> Segmentation mask data
Segment Open

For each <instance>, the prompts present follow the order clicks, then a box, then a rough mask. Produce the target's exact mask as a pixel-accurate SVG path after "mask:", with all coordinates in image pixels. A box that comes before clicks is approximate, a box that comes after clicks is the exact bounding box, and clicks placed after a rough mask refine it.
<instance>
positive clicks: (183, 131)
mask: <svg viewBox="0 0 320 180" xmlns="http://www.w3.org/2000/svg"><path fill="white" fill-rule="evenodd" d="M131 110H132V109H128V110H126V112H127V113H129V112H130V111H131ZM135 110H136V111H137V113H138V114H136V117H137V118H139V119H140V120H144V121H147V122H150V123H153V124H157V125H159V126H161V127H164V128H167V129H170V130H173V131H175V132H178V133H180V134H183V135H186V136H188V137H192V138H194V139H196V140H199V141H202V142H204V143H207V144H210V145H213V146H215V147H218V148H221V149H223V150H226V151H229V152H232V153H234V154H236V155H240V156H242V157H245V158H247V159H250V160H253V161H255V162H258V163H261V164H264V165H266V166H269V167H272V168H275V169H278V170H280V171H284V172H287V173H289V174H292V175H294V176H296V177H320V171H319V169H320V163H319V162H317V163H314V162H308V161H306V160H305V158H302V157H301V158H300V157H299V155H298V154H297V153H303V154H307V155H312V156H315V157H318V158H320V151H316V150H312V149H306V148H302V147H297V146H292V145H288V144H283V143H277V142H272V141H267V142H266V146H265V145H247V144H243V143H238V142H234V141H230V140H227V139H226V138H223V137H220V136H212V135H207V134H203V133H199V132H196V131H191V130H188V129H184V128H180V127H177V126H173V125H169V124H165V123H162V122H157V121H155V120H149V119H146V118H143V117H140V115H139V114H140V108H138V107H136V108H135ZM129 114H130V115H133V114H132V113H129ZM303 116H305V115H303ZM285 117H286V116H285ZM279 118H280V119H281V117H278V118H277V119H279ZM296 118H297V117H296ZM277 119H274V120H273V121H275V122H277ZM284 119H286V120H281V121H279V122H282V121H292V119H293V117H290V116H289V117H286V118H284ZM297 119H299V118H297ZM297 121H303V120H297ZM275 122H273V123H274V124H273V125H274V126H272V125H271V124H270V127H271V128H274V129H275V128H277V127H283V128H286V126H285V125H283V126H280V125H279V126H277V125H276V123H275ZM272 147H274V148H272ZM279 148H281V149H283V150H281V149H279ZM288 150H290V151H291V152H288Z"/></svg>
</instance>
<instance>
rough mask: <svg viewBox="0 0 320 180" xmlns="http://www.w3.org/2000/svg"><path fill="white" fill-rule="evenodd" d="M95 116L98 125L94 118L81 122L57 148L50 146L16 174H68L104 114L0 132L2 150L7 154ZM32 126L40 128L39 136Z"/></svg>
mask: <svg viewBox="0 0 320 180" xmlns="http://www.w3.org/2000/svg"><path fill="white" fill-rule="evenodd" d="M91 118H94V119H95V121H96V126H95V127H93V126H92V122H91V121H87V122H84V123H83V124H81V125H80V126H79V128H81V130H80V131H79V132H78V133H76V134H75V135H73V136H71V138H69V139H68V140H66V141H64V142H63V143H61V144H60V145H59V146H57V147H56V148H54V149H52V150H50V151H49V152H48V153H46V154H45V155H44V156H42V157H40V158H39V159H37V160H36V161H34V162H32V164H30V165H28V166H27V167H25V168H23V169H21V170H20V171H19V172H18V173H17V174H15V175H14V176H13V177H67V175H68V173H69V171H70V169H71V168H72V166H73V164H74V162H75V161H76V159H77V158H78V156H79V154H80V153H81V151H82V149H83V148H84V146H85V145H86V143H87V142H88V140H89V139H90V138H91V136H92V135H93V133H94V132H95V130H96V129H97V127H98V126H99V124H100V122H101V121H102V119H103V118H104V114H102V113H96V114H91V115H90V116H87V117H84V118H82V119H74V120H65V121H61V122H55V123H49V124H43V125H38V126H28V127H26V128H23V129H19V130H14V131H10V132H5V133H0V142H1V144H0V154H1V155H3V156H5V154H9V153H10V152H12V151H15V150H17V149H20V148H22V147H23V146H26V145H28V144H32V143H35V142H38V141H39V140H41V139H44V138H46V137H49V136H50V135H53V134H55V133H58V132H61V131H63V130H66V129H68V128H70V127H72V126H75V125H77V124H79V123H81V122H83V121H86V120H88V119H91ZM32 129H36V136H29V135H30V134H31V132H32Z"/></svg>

Segment Closed

> What you need to do
The records above need copying again. Keep each word as it is.

> Reply
For each <instance>, the prompts present follow the order clicks, then a box, then a rough mask. Produce the target's exact mask as a pixel-accurate SVG path after "mask:", with all coordinates in image pixels. A box that comes before clicks is approximate, a box that comes after clicks is the exact bounding box, and clicks placed after a rough mask refine it.
<instance>
positive clicks: (183, 131)
mask: <svg viewBox="0 0 320 180" xmlns="http://www.w3.org/2000/svg"><path fill="white" fill-rule="evenodd" d="M131 110H132V109H128V110H126V112H127V113H129V112H130V111H131ZM135 110H136V111H137V113H138V114H136V117H137V118H139V119H140V120H144V121H147V122H150V123H153V124H157V125H159V126H161V127H164V128H167V129H170V130H173V131H175V132H178V133H180V134H183V135H186V136H188V137H192V138H194V139H196V140H199V141H202V142H204V143H207V144H210V145H213V146H215V147H218V148H221V149H223V150H226V151H229V152H232V153H234V154H236V155H240V156H242V157H245V158H247V159H250V160H253V161H255V162H258V163H261V164H264V165H266V166H269V167H272V168H275V169H278V170H280V171H284V172H287V173H289V174H292V175H294V176H296V177H320V171H319V169H320V163H319V162H317V163H314V162H308V161H306V160H305V158H302V157H301V158H300V157H299V155H298V154H297V153H303V154H307V155H312V156H315V157H318V158H320V151H316V150H312V149H306V148H302V147H297V146H292V145H288V144H283V143H277V142H272V141H267V142H266V146H265V145H247V144H243V143H238V142H234V141H230V140H227V139H226V138H223V137H220V136H212V135H207V134H203V133H199V132H196V131H191V130H188V129H184V128H180V127H177V126H173V125H169V124H165V123H162V122H157V121H155V120H149V119H146V118H143V117H140V115H139V114H140V108H138V107H136V108H135ZM129 114H130V115H133V114H132V113H129ZM303 116H305V115H303ZM285 117H286V116H285ZM279 118H280V119H281V117H278V118H277V119H279ZM296 118H297V117H296ZM277 119H274V120H273V121H275V122H277ZM284 119H286V120H281V121H279V122H282V121H292V119H293V117H290V116H289V117H286V118H284ZM297 119H299V118H297ZM297 121H303V120H297ZM275 122H273V123H274V124H273V125H274V126H272V125H271V124H270V127H271V128H274V129H275V128H277V127H283V128H286V126H285V125H283V126H280V125H279V126H277V125H276V123H275ZM272 147H274V148H272ZM279 148H281V149H283V150H281V149H279ZM288 150H290V151H291V152H288Z"/></svg>
</instance>
<instance>
rough mask: <svg viewBox="0 0 320 180" xmlns="http://www.w3.org/2000/svg"><path fill="white" fill-rule="evenodd" d="M95 116L98 125L94 118L81 122L57 148L50 146L16 174H68L104 114L0 132L2 150L7 154ZM32 126L40 128L39 136Z"/></svg>
mask: <svg viewBox="0 0 320 180" xmlns="http://www.w3.org/2000/svg"><path fill="white" fill-rule="evenodd" d="M91 118H94V119H95V121H96V126H95V127H93V126H92V122H91V121H87V122H84V123H83V124H81V125H80V126H79V128H81V130H80V131H79V132H78V133H76V134H75V135H73V136H71V138H69V139H68V140H66V141H64V142H63V143H61V144H60V145H59V146H57V147H56V148H54V149H52V150H50V151H49V152H48V153H46V154H45V155H44V156H42V157H40V158H39V159H37V160H36V161H34V162H32V164H30V165H28V166H27V167H25V168H23V169H21V170H20V171H19V172H18V173H17V174H15V175H14V176H13V177H67V175H68V173H69V171H70V169H71V168H72V166H73V164H74V162H75V161H76V159H77V158H78V156H79V154H80V153H81V151H82V149H83V148H84V146H85V145H86V143H87V142H88V140H89V139H90V138H91V136H92V135H93V133H94V132H95V130H96V129H97V127H98V126H99V124H100V122H101V121H102V119H103V118H104V114H102V113H96V114H91V115H90V116H87V117H84V118H82V119H74V120H65V121H61V122H55V123H49V124H43V125H38V126H28V127H26V128H23V129H19V130H14V131H10V132H5V133H0V142H1V144H0V154H1V155H3V156H5V154H9V153H10V152H12V151H15V150H17V149H20V148H22V147H23V146H26V145H28V144H32V143H35V142H38V141H39V140H41V139H44V138H46V137H49V136H50V135H53V134H55V133H58V132H61V131H63V130H66V129H68V128H70V127H72V126H75V125H77V124H79V123H81V122H83V121H86V120H88V119H91ZM32 129H36V136H29V135H30V134H31V132H32Z"/></svg>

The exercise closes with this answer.